■ Record extracts
______________________________

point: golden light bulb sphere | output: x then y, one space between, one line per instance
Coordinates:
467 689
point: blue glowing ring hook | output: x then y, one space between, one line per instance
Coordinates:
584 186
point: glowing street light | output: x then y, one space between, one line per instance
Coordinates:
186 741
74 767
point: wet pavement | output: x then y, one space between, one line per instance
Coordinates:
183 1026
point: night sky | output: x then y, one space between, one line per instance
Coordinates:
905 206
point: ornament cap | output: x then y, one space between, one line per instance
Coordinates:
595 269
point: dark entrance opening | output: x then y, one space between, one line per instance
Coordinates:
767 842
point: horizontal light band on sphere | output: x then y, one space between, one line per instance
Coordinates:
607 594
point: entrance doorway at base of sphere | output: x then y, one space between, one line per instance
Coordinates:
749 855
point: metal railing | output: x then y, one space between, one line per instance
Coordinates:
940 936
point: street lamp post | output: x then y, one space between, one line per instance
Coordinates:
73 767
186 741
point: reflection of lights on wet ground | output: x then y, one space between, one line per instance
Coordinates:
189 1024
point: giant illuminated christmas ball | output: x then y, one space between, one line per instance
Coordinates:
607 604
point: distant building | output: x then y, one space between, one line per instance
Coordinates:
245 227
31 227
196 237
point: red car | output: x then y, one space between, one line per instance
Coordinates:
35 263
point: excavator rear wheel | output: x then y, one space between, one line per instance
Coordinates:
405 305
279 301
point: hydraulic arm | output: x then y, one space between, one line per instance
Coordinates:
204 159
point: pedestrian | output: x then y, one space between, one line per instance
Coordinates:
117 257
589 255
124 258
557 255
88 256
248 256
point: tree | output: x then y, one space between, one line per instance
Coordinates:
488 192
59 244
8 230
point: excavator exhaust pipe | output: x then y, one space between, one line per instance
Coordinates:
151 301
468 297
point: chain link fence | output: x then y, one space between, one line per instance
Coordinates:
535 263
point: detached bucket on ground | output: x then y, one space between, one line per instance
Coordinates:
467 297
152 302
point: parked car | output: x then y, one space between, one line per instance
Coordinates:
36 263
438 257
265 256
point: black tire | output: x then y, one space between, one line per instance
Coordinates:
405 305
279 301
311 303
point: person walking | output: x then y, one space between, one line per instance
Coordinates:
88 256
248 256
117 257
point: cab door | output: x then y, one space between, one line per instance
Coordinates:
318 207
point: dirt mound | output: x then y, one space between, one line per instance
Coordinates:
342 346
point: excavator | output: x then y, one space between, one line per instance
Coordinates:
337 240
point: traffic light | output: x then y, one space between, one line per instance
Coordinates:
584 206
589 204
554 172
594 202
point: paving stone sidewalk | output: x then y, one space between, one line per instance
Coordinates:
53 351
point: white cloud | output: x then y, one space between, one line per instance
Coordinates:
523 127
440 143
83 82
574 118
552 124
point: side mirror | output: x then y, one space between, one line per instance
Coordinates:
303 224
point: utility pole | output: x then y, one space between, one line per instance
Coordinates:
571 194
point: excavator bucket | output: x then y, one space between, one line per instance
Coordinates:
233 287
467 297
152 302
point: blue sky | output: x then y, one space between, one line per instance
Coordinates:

______________________________

■ Task directions
Repeat the whole listing exactly, with no omissions.

■ Result of this task
point: golden light bulb sphere | output: x then y, one space between, one line per instance
Coordinates:
467 689
point: blue glowing ring hook | output: x then y, one space between, one line per instance
Coordinates:
584 186
point: glowing street light | output: x then y, one space between, one line per instance
Coordinates:
186 741
74 767
point: wet pavement | output: x then y, one space between, one line per instance
Coordinates:
183 1026
point: night sky | output: x then y, one space between, one line per instance
Coordinates:
905 206
point: ornament cap | output: x then y, one space between, one line per instance
Coordinates:
595 269
point: dark entrance opening | output: x then y, one space between, one line per instance
Coordinates:
767 842
point: horizontal light band on sphere | output: x then y, one space between, one line per instance
Coordinates:
607 594
point: entrance doorway at base of sphere | output: x then y, one space between, one line per instance
Coordinates:
749 855
point: metal railing | output: x then y, one space between, one line per instance
Coordinates:
940 936
point: street lamp post | output: x then y, one space between, one line per instance
Coordinates:
73 767
186 741
point: reflection of lights on wet ground | output: x then y, one space between, one line per instance
Coordinates:
189 1024
point: giant illuminated christmas ball | output: x then y, one space between, one line per instance
Coordinates:
607 604
point: distant building | output: x then y, one space between, one line per instance
Coordinates:
245 227
31 227
196 237
point: red car | output: x then y, one space between, one line per instance
Coordinates:
35 263
point: excavator rear wheel | output: x then y, one space between, one line per instance
Coordinates:
405 305
279 301
point: hydraulic arm | output: x then y, one space between, one line per instance
Coordinates:
204 159
point: pedestrian | output: x then y, one space between, one line per instance
Coordinates:
117 257
589 255
124 258
557 255
88 256
248 256
point: tree | output: x then y, one space between, one line per instance
Coordinates:
488 192
59 244
8 230
point: excavator exhaust pipe | output: x then y, one space between, one line per instance
Coordinates:
151 301
468 297
point: chain link fence | output: x then y, one space between, one line per instance
Coordinates:
535 263
point: detached bucket on ground | output: x then y, one space between, one line per instance
Coordinates:
467 297
152 302
point: parked car | output: x then y, one space between, one line per instance
Coordinates:
36 263
438 257
265 256
point: black tire | output: x then y, one space between, one line per instance
Coordinates:
405 305
279 301
311 303
point: person walking | output: x then y, one space between, one line per instance
Coordinates:
88 256
248 256
117 257
point: cab door | output: x then y, one space between, one line per instance
Coordinates:
318 207
point: dirt mound | output: x then y, one space between, one line per instance
Coordinates:
342 346
point: excavator | output: x then y, one space between, one line per instance
Coordinates:
337 240
point: traffic light | output: x then y, one space between, one line per instance
Coordinates:
584 206
589 204
554 172
594 202
point: paving stone sidewalk | output: x then y, one space between, one line per instance
Coordinates:
53 351
point: white cloud | output: x then y, one space between, one line per instance
Coordinates:
523 127
440 143
83 82
574 118
552 124
point: side mirror | output: x then y, one space between, one line per instance
Coordinates:
303 224
point: utility pole | output: x then y, one space between, one line per instance
Coordinates:
571 194
point: excavator bucket | output: x then y, one space between, one line per instance
Coordinates:
233 287
467 297
152 302
point: blue sky | output: x then y, one space between, one line per instance
Coordinates:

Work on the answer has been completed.